* _Prompt 1_:
Answer these questions using the passage about whisky distilleries in southern Scotland:
(a) How long had Annandale Distillery been closed at that time?
(b) What was the climate in South West Scotland too damp for?
(c) What does colour have everything to do with?
* _Prompt 2_:
Carry on the passage about whisky distilling in southern Scotland from where it stops.

* _Text passage_:
────────────────────
From the very start, we were intrigued to know why there had been so few whisky distilleries in the South of Scotland. At that time (2006/7), Annandale Distillery had been closed for almost 90 years and Bladnoch Distillery (near Newton Stewart, Wigtownshire) was in the process of fizzling out under very sad circumstances. This left William Grant’s gigantic grain distillery at Girvan and Diageo’s Glenkinchie Distillery to the east of Edinburgh, as the only functioning whisky distilleries in the South of Scotland (although neither of these are truly southern in a strictly geographic sense). Previously, there had been two other distilleries in the Scottish Borders, Glen Tarras and Langholm, but both had ceased production in the early 1900s.
In seeking an explanation, it’s immediately evident that the climate in South West Scotland would have been too damp for growing the barley cultivars of 100 – 150 years ago. But otherwise, there would have been an abundance of water, peat and coal, and the weather (damp and mild) would have been ideal for maturing whisky. Also, by the 1890s, Southern Scotland had a well-established rail network which should have made inward transportation of barley and outward transportation of finished whisky, relatively straightforward. (Surely, any challenges facing South of Scotland distillers would have been nothing compared to the challenges faced by Islay’s distillers.) This led us to the inescapable conclusion that there isn’t, and probably never has been, a fundamental reason why first class Single Malt Scotch whisky couldn’t and shouldn’t be produced in Southern Scotland. Clearly, there was a point to prove!
Southern Scotland falls within the ‘Lowland’ whisky region of Scotland. According to various of the coffee table books on Scotch whisky, Lowland Single Malts are characteristically light in colour and dry in finish. This is apparently attributed to the nature of the barley used by Lowland distillers. What arrant nonsense! Most distillers source their malted barley from all over Scotland, depending on cost and availability. If barley regionality has ever played a part in determining the character of Lowland Single Malts (which is doubtful), it certainly doesn’t now. Colour has everything to do with the type of oak barrels used to mature the whisky and almost nothing to do with regional differences in barley.
────────────────────
Point-based annotation data
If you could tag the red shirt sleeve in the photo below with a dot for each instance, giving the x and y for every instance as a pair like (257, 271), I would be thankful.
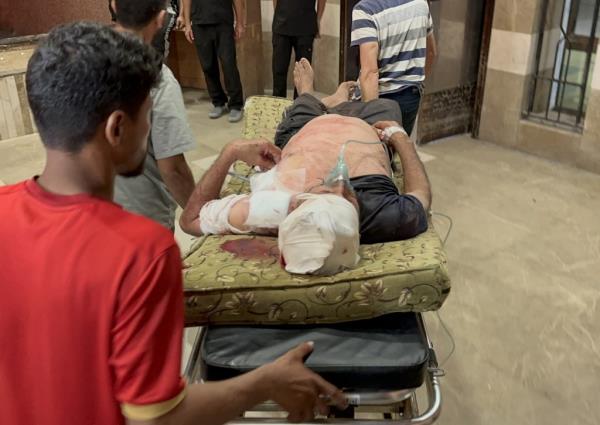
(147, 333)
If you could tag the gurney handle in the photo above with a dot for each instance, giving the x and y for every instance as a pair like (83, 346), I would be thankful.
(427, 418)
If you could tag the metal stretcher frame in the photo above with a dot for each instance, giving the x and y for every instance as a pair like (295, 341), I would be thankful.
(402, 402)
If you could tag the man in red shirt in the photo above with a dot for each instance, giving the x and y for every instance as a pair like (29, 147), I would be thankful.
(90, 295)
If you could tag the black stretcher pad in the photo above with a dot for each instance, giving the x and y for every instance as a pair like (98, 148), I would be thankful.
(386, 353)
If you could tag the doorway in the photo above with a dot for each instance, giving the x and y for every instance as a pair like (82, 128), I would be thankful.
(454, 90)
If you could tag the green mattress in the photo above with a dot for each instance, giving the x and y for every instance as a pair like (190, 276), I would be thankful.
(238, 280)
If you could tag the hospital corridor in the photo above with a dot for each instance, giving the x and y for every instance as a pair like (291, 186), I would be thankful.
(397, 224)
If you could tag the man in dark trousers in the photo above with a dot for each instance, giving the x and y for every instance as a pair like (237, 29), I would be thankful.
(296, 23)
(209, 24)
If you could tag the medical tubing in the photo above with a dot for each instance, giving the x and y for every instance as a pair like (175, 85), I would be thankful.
────────────────────
* _Final answer 1_:
(a) Almost 90 years.
(b) Growing the barley cultivars of 100–150 years ago.
(c) The type of oak barrels used to mature the whisky.

* _Final answer 2_:
Lowland malts are often described as having a sweet fruitiness (specifically citrus by some accounts). Being mellow in character, they apparently make a good aperitif and provide a readily accessible entry point for inexperienced whisky drinkers who wish to approach the Single Malt category (with caution). More piffle and poppycock! The truth of the matter is that the modern genre of Lowland Single Malts is a wishy washy aberration created by marketers hoping to build a plausible back story for regional provenance in Single Malts. Historically, malt whiskies from Southern Scotland would have been peated because of the abundance of peat for kilning barley. (Southern Scotland is very boggy!) In his wonderful ‘time capsule’ book… ‘The Whisky Distilleries of the United Kingdom’ published in 1887, Alfred Barnard makes specific reference to both Annandale and Bladnoch, the two principal distilleries of Southern Scotland, using peat for kilning!
The simple truth is that any regional differences that may exist within Single Malt Scotch whisky category are more a matter of design than genuine ‘terroir’, although it is acknowledged that differences in the climates of Islay (mild, windy and rain-lashed Islay) versus Speyside (drier and colder in the Winter), for example, could influence the rate and nature of maturation.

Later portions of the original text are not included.